··· Provided text ···

Turn Your Cocktail Savory

April 30, 2021

Story: Punch Staff

photo: Lizzie Munro

Cocktails

Turn Your Cocktail Savory

April 30, 2021

Story: Punch Staff

photo: Lizzie Munro

From kelp to mushrooms to brine and beyond, here are five ways to give a vegetal boost to the classics.

A well-crafted cocktail depends on balance. Often, a measure of simple syrup or a few drops of saline solution is all you need to calibrate a recipe. But leaning fully into salty, vegetal and umami ingredients can shift the balance to highlight a bolder flavor profile complemented by sweetness, bitterness and acidity. To introduce a new dimension to citrusy highballs or spirit-forward classics, here are five ingredients to give your cocktails a concentrated, savory spin.

Kelp and Seaweed

Find ocean-kissed salinity in both types of algae’s various forms—dried sheets of nori used to wrap sushi, freshly cut kelp, or pulverized nori in furikake seasoning. To extract its saltwater essence, fat-wash tequila with a duo of kelp blade and tahini, then pair with lemon and furikake syrup for a seaside-friendly sour. When dried seaweed is rehydrated in water—known as “seaweed water”—the resulting liquid can lengthen a savory yuzu-scented riff on the Paloma.

Try it in: Sesame by the Sea, O-Fish-Ally Open, Seaside

Celery

Whether juiced, steeped in a spirit or bitters, celery adds an earthy, vegetal dimension to just about any cocktail. When paired with like-minded bell peppers and snap peas in a cordial, it evokes the brightness of a vegetable garden, invigorating the Margarita blueprint. Celery stalks, meanwhile, can be soaked in gin for a full day, resulting in the two playing off of each other's clean, herbaceous qualities.

Try it in: Prince Kuragin, Celery Gimlet, Alligator Arms, Margarita Verde

Mushroom

Different types of mushrooms account for a spectrum of flavors beyond umami—with dried shiitake having the most concentrated, meaty flavor, while richer and smokier notes come through from black trumpet mushrooms; maitake offers a milder, woodsy aroma. In a Japanese-inspired Bloody Mary, dried shiitake–infused vodka presents an extra dose of full-bodied savoriness, whereas maitake “dashi” sugar functions as a nutty syrup to complement Cognac and Champagne.

··· Extracted data ···

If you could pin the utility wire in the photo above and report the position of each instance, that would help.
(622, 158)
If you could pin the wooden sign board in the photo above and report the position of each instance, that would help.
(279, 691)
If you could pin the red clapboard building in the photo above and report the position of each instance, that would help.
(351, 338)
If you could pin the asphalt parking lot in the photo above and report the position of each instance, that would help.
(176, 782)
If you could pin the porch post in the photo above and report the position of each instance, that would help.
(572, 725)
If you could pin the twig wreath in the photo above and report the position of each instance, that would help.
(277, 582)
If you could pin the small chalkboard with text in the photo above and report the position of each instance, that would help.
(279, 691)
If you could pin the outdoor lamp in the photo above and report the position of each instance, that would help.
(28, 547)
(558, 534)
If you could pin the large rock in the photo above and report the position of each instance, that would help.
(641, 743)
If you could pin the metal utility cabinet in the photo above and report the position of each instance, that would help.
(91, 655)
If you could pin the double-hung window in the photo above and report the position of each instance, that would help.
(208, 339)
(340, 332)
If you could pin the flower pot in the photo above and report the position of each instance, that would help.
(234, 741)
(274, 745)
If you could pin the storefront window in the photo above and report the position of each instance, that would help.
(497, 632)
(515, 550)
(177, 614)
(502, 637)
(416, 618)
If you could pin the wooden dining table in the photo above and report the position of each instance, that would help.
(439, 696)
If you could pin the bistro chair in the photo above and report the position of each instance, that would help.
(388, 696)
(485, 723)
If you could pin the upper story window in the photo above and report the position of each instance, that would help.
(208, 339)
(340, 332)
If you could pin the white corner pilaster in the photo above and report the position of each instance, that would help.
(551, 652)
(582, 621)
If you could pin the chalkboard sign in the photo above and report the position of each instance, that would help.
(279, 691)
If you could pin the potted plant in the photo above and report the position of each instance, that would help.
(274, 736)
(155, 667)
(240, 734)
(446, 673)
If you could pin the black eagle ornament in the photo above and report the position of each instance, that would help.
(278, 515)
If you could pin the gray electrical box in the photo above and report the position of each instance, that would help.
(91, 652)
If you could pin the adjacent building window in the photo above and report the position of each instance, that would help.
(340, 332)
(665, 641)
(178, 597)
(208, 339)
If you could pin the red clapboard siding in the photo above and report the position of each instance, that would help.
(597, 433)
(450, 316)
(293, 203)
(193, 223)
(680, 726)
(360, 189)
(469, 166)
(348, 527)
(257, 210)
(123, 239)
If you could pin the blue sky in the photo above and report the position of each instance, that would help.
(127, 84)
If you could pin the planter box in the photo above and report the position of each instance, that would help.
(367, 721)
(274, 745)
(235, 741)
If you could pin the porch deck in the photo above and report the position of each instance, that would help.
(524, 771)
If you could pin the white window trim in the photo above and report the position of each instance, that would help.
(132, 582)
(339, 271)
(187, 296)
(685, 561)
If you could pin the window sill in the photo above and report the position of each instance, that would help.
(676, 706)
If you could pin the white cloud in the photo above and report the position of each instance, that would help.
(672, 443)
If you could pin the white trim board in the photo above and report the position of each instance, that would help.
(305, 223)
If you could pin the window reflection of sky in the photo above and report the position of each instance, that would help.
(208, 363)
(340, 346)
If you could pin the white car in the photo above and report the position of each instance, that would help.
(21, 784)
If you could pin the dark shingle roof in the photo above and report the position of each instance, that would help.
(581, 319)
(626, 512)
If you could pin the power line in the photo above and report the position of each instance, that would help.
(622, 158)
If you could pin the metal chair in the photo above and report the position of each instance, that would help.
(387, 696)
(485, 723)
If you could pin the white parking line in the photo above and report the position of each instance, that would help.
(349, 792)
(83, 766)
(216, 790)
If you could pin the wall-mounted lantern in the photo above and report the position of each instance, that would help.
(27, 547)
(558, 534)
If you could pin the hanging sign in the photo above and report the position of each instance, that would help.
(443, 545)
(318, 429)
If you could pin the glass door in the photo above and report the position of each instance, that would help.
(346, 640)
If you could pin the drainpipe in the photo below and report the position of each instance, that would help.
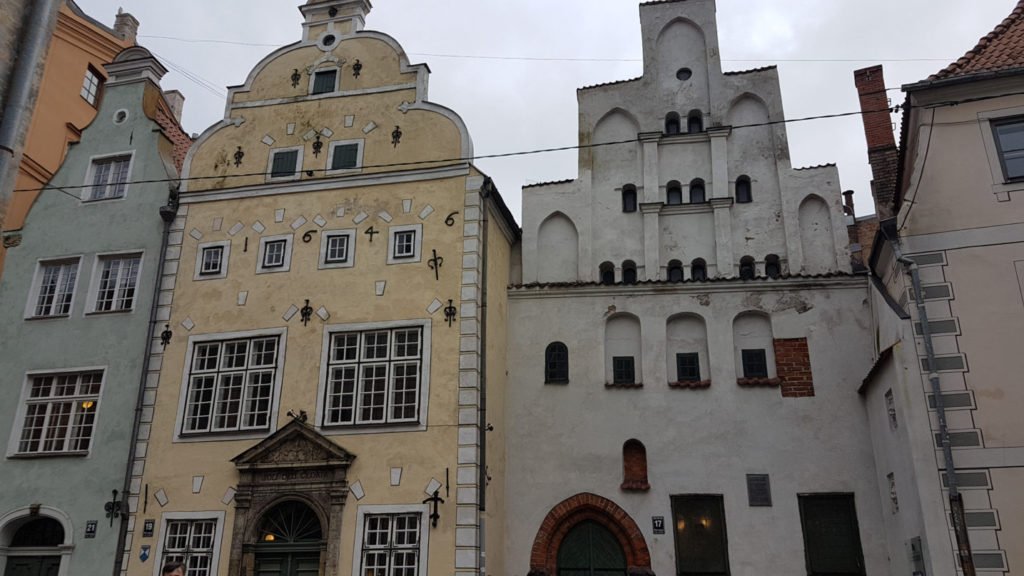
(167, 214)
(17, 109)
(955, 500)
(482, 421)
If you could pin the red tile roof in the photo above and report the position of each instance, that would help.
(1000, 49)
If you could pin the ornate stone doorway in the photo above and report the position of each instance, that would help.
(289, 504)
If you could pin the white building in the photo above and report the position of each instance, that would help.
(687, 340)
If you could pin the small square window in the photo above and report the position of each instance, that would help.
(623, 371)
(324, 81)
(688, 367)
(285, 163)
(755, 363)
(90, 85)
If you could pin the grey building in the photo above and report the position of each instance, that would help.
(76, 319)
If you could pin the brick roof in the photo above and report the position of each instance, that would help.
(1000, 49)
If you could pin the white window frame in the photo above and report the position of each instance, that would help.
(90, 90)
(322, 386)
(417, 246)
(282, 334)
(224, 256)
(337, 78)
(87, 189)
(298, 165)
(358, 157)
(373, 509)
(286, 265)
(23, 408)
(325, 241)
(218, 535)
(97, 263)
(37, 281)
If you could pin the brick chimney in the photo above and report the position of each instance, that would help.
(126, 26)
(882, 152)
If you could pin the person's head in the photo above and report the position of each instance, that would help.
(173, 569)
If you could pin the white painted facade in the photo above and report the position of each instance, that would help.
(567, 440)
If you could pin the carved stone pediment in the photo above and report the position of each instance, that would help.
(295, 446)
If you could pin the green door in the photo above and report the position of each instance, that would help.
(589, 549)
(33, 566)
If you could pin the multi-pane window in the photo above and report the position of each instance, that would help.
(391, 544)
(623, 371)
(700, 537)
(90, 86)
(832, 538)
(324, 81)
(1010, 141)
(404, 244)
(230, 384)
(110, 177)
(56, 288)
(59, 412)
(118, 280)
(755, 363)
(284, 163)
(190, 542)
(344, 156)
(273, 253)
(374, 376)
(213, 260)
(687, 367)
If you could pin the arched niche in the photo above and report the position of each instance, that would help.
(557, 249)
(686, 348)
(816, 239)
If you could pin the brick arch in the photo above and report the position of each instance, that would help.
(583, 507)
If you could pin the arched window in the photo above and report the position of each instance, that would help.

···

:: Set exercise ::
Please answer these questions using the cocktail article above.
(a) What liquid results from rehydrating dried seaweed in water, and what is it called?
(b) How long can celery stalks be soaked in gin?
(c) Which mushroom offers a milder, woodsy aroma?

:: Expected answer ::
(a) The liquid from rehydrating dried seaweed in water is called "seaweed water."
(b) Celery stalks can be soaked in gin for a full day.
(c) Maitake offers a milder, woodsy aroma.